Let the answer be the lines from the one with "Query: tarmac" to the end of the entries, copied exactly with both boundary lines kept.
::::::::::
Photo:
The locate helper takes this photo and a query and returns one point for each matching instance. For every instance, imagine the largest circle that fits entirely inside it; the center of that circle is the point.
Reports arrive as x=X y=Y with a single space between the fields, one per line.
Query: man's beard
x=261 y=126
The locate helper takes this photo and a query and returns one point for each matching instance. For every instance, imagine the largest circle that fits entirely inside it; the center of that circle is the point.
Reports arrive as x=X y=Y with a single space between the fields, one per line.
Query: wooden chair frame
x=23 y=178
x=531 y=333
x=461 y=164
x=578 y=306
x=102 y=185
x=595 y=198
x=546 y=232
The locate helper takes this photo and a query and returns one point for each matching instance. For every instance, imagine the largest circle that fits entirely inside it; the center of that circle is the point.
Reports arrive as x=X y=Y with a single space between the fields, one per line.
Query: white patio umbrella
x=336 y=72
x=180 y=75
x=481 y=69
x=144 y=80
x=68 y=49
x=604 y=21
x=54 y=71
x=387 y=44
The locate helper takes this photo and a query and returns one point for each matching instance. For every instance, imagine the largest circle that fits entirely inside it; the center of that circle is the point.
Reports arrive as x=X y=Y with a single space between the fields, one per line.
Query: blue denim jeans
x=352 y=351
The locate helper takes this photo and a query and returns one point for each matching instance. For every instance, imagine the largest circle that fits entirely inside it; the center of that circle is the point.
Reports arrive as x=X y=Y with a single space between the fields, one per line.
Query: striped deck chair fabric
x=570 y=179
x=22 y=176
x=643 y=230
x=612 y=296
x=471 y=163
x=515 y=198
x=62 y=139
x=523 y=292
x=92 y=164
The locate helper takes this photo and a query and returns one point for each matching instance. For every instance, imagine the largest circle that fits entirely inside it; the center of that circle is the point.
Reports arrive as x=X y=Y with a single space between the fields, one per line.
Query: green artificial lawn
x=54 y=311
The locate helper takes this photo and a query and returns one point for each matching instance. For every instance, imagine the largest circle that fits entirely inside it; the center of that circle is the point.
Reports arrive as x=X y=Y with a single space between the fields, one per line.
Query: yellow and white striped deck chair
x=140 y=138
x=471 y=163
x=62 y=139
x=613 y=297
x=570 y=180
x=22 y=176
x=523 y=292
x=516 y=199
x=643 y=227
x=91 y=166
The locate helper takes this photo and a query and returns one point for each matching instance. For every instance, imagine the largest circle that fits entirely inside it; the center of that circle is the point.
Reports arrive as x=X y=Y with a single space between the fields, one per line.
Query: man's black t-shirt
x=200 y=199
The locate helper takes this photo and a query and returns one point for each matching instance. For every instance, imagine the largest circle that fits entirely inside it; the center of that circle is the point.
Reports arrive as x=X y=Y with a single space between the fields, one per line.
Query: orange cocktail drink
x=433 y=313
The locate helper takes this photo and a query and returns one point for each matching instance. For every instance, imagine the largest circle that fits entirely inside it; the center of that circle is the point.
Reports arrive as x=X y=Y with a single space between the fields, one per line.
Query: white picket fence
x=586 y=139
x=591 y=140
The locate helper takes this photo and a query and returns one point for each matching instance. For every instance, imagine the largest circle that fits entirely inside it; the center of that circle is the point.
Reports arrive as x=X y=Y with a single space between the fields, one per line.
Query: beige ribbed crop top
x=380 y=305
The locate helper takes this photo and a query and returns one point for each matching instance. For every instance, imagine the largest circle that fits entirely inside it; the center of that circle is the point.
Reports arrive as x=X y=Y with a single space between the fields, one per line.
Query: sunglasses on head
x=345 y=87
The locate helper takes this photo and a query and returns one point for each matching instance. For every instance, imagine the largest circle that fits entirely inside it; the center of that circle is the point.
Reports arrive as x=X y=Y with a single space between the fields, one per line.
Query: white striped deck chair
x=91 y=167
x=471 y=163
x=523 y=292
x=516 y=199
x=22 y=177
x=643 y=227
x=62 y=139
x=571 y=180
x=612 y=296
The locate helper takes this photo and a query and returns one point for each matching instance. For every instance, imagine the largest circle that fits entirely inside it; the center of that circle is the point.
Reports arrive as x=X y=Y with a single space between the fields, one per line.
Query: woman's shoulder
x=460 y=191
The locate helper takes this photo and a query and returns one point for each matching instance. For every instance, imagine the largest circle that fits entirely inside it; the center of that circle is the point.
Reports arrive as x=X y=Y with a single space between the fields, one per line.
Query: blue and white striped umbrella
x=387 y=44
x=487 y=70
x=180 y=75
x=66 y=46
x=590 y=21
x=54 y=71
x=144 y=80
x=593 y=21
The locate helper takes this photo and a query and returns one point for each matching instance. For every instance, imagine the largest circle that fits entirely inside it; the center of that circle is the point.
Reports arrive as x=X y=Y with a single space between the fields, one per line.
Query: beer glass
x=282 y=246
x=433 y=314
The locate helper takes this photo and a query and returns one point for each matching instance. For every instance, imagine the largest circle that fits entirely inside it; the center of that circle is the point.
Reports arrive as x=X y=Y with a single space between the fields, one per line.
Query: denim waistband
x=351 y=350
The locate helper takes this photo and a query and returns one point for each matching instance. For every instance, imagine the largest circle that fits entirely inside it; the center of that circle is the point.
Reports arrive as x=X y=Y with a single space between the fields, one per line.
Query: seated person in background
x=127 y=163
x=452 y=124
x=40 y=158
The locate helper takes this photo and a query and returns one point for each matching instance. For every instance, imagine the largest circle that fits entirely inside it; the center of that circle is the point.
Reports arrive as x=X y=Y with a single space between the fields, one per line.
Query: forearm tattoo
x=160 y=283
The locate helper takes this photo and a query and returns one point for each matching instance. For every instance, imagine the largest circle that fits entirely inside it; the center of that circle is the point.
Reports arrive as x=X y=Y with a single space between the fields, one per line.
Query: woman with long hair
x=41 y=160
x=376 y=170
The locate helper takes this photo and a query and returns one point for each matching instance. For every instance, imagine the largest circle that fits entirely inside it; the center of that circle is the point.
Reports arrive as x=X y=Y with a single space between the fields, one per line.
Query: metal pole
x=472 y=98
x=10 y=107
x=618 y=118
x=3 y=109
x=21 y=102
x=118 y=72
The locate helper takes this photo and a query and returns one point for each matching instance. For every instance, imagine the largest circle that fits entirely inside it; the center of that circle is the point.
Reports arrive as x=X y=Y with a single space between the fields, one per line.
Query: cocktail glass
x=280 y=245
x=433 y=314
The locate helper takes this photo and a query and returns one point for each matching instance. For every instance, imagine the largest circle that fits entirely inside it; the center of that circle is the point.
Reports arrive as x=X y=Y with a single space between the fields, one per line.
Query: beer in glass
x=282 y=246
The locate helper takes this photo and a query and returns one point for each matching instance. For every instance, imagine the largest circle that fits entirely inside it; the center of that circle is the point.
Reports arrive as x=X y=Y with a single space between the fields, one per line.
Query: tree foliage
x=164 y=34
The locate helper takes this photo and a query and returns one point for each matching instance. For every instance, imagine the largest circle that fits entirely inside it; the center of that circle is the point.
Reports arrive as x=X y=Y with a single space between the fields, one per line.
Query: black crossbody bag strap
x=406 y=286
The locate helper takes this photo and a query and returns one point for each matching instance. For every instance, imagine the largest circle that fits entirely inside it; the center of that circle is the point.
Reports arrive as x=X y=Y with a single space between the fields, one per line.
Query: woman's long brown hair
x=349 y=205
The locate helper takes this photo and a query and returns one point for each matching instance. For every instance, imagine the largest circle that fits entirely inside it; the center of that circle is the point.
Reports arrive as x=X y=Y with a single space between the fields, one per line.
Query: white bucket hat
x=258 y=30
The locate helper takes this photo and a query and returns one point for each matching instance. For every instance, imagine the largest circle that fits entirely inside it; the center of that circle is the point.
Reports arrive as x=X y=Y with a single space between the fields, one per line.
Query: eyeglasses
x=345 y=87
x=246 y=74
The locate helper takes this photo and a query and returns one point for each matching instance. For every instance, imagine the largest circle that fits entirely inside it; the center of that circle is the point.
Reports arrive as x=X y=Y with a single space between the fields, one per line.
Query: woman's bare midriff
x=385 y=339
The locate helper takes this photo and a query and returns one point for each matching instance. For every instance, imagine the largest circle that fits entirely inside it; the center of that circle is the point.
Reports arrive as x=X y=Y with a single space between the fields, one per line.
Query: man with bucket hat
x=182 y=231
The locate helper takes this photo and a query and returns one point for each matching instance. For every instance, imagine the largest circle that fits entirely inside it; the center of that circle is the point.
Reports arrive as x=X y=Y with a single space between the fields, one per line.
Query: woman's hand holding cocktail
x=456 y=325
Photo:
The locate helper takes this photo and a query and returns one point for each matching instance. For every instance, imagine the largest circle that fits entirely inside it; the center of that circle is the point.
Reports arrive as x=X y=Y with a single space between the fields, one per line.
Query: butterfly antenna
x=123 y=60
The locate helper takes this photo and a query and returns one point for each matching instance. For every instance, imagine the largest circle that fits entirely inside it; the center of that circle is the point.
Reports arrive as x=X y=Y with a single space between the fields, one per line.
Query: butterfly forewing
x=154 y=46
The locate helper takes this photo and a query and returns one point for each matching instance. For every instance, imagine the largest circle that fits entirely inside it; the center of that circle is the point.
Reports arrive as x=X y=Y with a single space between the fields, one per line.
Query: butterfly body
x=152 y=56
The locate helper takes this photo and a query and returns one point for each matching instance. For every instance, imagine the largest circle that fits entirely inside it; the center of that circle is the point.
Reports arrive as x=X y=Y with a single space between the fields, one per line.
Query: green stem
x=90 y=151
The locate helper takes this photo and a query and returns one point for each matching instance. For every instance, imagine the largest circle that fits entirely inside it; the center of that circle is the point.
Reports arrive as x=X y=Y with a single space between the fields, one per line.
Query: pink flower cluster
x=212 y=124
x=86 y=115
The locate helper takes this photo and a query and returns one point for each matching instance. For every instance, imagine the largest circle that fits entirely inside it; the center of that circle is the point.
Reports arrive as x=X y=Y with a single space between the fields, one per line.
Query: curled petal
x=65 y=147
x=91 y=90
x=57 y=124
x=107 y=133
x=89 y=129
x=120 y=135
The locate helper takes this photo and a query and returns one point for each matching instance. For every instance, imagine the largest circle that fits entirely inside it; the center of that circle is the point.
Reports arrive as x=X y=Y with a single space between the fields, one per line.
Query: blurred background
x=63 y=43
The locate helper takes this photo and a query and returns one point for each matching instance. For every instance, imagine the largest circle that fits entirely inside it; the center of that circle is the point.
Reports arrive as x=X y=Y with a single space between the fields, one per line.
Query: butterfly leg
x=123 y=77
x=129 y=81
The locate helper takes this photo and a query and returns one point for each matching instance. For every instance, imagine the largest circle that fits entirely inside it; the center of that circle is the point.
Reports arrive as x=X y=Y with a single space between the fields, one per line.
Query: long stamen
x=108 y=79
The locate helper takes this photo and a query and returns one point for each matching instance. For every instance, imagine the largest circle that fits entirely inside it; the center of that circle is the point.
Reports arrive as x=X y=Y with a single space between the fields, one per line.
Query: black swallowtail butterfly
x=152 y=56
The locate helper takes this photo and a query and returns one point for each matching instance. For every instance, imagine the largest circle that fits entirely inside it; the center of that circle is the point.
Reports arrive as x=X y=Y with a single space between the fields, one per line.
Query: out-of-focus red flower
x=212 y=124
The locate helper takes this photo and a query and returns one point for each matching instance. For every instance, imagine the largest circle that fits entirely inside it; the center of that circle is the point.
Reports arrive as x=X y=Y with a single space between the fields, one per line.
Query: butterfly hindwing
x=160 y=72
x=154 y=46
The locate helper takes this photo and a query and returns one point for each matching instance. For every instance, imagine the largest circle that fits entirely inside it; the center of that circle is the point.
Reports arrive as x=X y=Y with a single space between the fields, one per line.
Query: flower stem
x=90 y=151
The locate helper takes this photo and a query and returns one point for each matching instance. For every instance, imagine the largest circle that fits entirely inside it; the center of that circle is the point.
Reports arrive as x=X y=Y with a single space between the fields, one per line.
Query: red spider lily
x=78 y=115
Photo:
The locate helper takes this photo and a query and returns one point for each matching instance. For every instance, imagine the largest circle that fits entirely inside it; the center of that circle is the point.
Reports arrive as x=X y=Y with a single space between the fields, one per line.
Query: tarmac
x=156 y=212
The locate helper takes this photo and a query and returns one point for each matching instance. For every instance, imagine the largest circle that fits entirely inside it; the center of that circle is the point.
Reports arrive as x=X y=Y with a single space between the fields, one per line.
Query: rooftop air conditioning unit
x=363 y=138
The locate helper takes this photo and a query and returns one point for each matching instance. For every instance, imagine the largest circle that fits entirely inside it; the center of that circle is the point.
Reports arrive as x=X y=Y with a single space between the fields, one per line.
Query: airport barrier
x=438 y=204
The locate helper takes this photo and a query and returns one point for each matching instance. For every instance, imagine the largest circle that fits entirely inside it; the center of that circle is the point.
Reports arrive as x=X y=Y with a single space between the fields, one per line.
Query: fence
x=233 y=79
::::::::::
**Response below**
Query: tarmac
x=156 y=212
The locate helper takes this photo and a query and returns one point for each matching instance. For every instance, imagine the largest circle that fits entirely inside it; the center of that circle is the point.
Reports arrive as x=X y=Y with a single space between the fields, one per line.
Query: rooftop air conditioning unit
x=363 y=138
The locate helper takes this photo and a query and returns one point for each matching instance. For every instance, imagine the largest circle that fits entirely inside it; the center of that circle is the point.
Reports arrive as x=X y=Y with a single space between the fields, one per line.
Query: airport barrier
x=438 y=204
The locate helper takes this photo and a query and returns one point for each matching instance. For every instance, imagine the largest circle that fits entirely inside it; the center of that circle is the point.
Reports arrive as x=X y=Y with a single space between the fields, one per line.
Query: fence
x=233 y=79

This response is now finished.